▶ PROBLEM DETAILS
A word-for-word transcription of every record is needed.

▶ Natural-language object grounding data
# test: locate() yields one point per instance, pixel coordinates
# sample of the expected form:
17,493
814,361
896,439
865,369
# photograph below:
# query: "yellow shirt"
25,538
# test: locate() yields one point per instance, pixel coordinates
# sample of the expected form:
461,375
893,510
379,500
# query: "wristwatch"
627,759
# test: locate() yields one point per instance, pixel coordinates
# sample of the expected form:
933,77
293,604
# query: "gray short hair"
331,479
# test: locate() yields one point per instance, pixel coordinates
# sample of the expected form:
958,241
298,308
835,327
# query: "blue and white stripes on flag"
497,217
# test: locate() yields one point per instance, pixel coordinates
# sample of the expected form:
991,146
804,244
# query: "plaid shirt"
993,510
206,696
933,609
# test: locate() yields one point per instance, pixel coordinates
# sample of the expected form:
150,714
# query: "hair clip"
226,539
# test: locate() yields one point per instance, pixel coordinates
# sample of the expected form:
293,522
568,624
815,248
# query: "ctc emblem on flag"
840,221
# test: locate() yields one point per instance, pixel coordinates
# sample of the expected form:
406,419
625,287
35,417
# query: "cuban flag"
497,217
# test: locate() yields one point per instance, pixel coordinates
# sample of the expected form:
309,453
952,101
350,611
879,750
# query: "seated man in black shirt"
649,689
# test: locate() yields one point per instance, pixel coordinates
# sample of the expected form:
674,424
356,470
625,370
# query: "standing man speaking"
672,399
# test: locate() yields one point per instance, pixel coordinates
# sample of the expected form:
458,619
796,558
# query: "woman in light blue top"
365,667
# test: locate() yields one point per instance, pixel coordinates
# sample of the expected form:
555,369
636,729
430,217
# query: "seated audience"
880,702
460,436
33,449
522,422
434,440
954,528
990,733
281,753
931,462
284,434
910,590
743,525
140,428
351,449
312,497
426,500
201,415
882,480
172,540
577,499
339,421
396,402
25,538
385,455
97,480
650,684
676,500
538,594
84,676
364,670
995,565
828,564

▶ RESULT
# test: locate() yields one point per instance, pixel coordinates
# sample of the expected form:
17,493
814,361
896,439
865,369
# photograph below:
# query: "yellow shirt"
25,538
# test: locate() yields one point per instance, pixel coordinates
# sample of the expected form:
461,375
893,510
379,500
# query: "wristwatch"
627,759
# test: locate() yields one point per instance, pixel coordinates
# sample of the expected form:
933,77
293,604
# query: "gray short hair"
331,479
# test: locate() yields one point per instance, pixel coordinates
# sample of the expected form:
958,241
298,308
835,327
# query: "blue and white stripes on flag"
497,217
# test: locate() yields one point per instance, pixel coordinates
# sample of the expected form:
991,146
804,244
# query: "plaid shirt"
993,510
206,696
933,609
# test: locate() yields one point per instance, pixel coordinates
# sample of the expected form:
150,714
# query: "hair clip"
226,539
# test: locate() yields one point per instance, pixel coordinates
# sample of the expected form:
293,522
568,624
815,248
# query: "ctc emblem on flag"
840,221
# test: locate() yields one point per instance, pixel coordinates
# sample of the expected form:
406,419
625,287
35,417
# query: "cuban flag"
497,217
# test: locate() yields one point per instance, pixel coordinates
# sample of the expected form:
309,453
952,101
350,611
879,750
# query: "seated man in black shirt"
649,689
# test: locate() yields one point per instance, pixel coordinates
# sample of the expected form:
674,424
356,470
625,370
# query: "standing man speaking"
672,399
# test: locate() yields one point per instance, pixel coordinates
# sample of the expected form:
458,619
796,558
# query: "woman in light blue top"
365,667
# test: locate() yields one point per instance, pixel coordinates
# sample of the expected form:
555,369
636,729
430,217
# query: "seated audience"
880,702
460,436
33,449
522,422
434,440
954,528
990,733
281,753
931,462
284,434
910,590
743,525
140,428
351,449
312,497
426,500
201,415
882,480
172,540
577,499
339,421
396,402
25,538
385,455
97,480
650,684
676,500
538,594
84,676
364,670
995,565
828,564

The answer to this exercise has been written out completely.